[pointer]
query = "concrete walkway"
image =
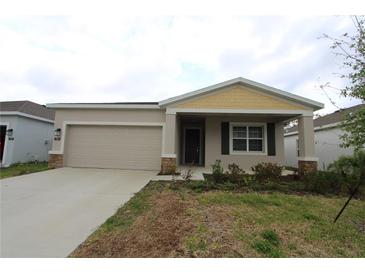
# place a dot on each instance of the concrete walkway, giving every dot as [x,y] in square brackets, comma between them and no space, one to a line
[48,214]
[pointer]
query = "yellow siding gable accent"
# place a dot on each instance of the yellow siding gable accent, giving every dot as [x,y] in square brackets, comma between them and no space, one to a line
[238,97]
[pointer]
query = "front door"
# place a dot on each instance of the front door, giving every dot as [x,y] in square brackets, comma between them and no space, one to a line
[192,146]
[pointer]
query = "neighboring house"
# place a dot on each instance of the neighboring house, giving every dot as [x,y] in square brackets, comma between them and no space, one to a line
[327,134]
[237,121]
[26,132]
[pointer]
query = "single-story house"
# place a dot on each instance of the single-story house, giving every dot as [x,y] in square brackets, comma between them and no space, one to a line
[327,132]
[26,132]
[237,121]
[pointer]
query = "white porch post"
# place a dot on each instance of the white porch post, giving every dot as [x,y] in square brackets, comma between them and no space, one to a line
[307,161]
[168,159]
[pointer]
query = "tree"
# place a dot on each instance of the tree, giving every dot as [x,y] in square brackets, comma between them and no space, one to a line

TASK DETAILS: Please reproduce every entry above exactly, but leave out the pictures.

ANSWER BOX:
[pointer]
query = "concrete walkway"
image =
# place a dot on each instance of the concrete walkway, giving every dot as [x,y] in square brackets, comma between them and no space, one to a line
[48,214]
[pointer]
query = "yellow siding gable accent"
# place a dot on each instance of the yellow siding gable accent, giving every dot as [x,y] in square brackets, comma between them and no space, one to a line
[238,97]
[pointer]
query = "front door"
# place a dot on each instance of the front door, giving every dot as [x,y] in square brackets, comma between them and no space, one to a line
[192,146]
[pointer]
query = "neighboring house"
# place a dot on each instance of the neighboring house, giving every dot as [x,y] in square brackets, comma between them and no space, one to a line
[327,134]
[237,121]
[26,132]
[pointer]
query = "single-story house"
# place a dot on each instance of the single-story house, giving every dot as [x,y] in square brackets, comma between them and no space, one to a line
[327,132]
[26,132]
[237,121]
[pointer]
query = "white porch post"
# place a dot on each instance of the white porch post, giving every dot as [x,y] in square brackets, comma between them and no space, one to a line
[307,161]
[168,159]
[pointer]
query = "tree"
# place a dot on each instance of the tree, giving every dot as [x,y] in square brackets, comma between them and no space, one to a line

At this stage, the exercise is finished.